Referring expression data:
==============================

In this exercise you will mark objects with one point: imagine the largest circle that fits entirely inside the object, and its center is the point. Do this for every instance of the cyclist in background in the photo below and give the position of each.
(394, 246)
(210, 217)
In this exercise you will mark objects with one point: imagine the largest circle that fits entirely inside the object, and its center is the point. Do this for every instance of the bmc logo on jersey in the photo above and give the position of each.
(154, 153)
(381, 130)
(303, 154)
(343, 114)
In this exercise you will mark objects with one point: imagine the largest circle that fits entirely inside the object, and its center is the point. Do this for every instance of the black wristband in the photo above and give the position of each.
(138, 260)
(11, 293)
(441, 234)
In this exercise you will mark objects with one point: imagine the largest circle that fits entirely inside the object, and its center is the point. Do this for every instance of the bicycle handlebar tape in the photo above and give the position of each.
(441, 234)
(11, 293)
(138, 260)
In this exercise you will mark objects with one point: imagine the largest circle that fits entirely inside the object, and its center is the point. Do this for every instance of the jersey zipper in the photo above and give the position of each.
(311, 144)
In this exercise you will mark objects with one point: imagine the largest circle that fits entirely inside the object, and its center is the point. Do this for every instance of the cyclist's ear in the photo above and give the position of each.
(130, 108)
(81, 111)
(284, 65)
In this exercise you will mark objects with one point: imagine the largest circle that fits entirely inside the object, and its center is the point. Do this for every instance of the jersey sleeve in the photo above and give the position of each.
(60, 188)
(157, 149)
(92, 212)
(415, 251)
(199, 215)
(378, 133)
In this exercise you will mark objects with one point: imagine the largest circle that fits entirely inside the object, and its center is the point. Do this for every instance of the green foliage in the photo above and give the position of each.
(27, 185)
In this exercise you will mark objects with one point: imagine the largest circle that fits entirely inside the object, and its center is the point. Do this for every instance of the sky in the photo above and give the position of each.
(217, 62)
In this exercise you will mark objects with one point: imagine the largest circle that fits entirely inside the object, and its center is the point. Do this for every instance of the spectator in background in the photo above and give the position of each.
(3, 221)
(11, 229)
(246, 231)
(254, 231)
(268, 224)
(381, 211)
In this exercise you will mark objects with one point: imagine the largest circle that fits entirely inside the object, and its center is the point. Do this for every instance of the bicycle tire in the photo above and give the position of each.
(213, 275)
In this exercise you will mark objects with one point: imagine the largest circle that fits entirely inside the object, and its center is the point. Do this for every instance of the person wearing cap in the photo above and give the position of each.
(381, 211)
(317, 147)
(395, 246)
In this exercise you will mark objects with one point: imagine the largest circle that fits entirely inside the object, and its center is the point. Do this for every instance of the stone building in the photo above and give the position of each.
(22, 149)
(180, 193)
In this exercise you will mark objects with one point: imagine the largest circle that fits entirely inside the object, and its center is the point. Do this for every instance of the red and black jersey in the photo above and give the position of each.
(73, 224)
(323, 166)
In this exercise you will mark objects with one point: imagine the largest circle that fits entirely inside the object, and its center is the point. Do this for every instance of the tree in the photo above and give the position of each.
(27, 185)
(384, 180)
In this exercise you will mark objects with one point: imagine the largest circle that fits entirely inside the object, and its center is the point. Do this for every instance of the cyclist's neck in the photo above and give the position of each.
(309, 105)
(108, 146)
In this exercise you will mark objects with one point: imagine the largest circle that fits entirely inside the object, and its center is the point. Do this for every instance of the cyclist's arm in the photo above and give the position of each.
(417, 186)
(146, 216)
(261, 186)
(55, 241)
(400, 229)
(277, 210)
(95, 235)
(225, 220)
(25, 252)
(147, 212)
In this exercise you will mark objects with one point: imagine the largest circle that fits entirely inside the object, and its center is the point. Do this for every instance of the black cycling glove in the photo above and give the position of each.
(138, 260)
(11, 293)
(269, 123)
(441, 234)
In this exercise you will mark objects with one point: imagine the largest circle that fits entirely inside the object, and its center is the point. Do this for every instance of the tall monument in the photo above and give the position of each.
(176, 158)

==============================

▶ **Task statement**: Send back all the records above word for word.

▶ **Solution for this problem**:
In this exercise you will mark objects with one point: imagine the largest circle that fits entirely inside the object, and its center is the point. Do this for every instance of the cyclist in background in the photo below and give the position of each.
(394, 246)
(210, 217)
In this exercise you will mark objects with one point: imagine the largest circle that fits entirely inside the object, and its center is the point. Do this for every instance of the bmc logo on jersey in the photo above and give the position of each.
(154, 153)
(381, 130)
(303, 154)
(343, 114)
In this exercise you will mark objects with one point: imagine the largest circle that fits entirely inside the object, and its center is the point. Do this for every instance of the black wristband in the photo above and give the position of each.
(138, 260)
(11, 293)
(441, 234)
In this exercise you will mark objects with one point: imagine the largest circle that fits entirely inside the object, and its center is the point. Do this for every instance of the bicycle handlebar tape in the photo above and give the position of each.
(441, 234)
(11, 293)
(138, 260)
In this exercise you will mark objects with one point: imagine the largest circle that fits entirely inside the object, and its center is the point. Do this for every instance of the jersey zipper in the photo above and give the position of each.
(311, 144)
In this exercise you will mark objects with one point: imagine the largest circle that fits entirely inside the object, and its center is the point. Do this for every instance of the cyclist's ear in the photo above and give the position of each.
(130, 108)
(81, 111)
(284, 65)
In this exercise you will mark objects with one point: imagine the largest circle that fits entirely inside the object, and its center is the point. Do this for every instance of the jersey sleeve in the photo above and give the position of each.
(60, 188)
(157, 149)
(92, 212)
(415, 251)
(199, 215)
(378, 133)
In this exercise you will mark objects with one point: imagine the largest circle that fits entirely inside the object, and its center is the point. Do this for every instance of the green foliage in the photo above and give the position of each.
(27, 185)
In this exercise you will mark objects with one point: imagine the largest circle that fits entirely inside the object, and its center is the point. Do this for every instance of the sky in the photo above and give the position of each.
(217, 62)
In this exercise you will mark objects with one point: imagine the largest circle that fits entirely inside the object, and its center is the point. Do this for every instance of the spectator in background in the photo above and give the position of each.
(3, 221)
(11, 229)
(246, 231)
(254, 231)
(268, 224)
(381, 211)
In this exercise you will mark objects with one point: imagine the largest circle that fits entirely inside the object, and its center is the point. Do this for every instance of the bicycle tire in the photo above and give the position of each.
(213, 275)
In this exercise you will mark objects with one point: imagine the largest circle that fits entirely inside the object, and its center is the point. Do this for every instance of the person wearing cap in the photo above and give the position of each.
(381, 211)
(317, 147)
(395, 246)
In this exercise you will mark objects with one point: imagine the largest circle that fits entirely inside the object, and its center is the point. Do this for every instance of the stone building in the photo above and give the position of each.
(22, 149)
(180, 193)
In this exercise you will mark objects with one point: imagine the largest circle that fits entirely inside the object, and its center is the point. Do this for every instance of the red and black jersey in the photo above and give the position of each.
(73, 224)
(323, 166)
In this exercise you will mark objects with one point: imagine the largest circle that fits entirely inside the object, and its center is the point. Do this for every instance of the tree in the photo above and give the position of each.
(27, 185)
(384, 180)
In this exercise you will mark objects with one point: imagine the largest circle that fits entirely inside the object, and its center is the point. Do this for every instance of the cyclist's neck in the photo above and give the position of each.
(309, 105)
(108, 146)
In this exercise you will mark objects with one point: imagine the largest circle that fits entirely inside the object, and its center is the point. Do this for every instance of the cyclist's arm in the photo above and give the position of each.
(417, 186)
(146, 216)
(261, 186)
(55, 241)
(400, 229)
(277, 210)
(95, 235)
(225, 220)
(25, 252)
(147, 212)
In this exercise you will mark objects with one point: imagine the largest circle that fits entirely inside the object, and its center is the point. Do this for every instance of the black cycling glove in the photo above and give the position of each.
(138, 260)
(11, 293)
(269, 123)
(441, 234)
In this exercise you will mark objects with one point: imagine the largest circle that fits entirely inside the object, and its center is the point. Do this for every instance of the tall monument in the photo above and give the position of each.
(176, 158)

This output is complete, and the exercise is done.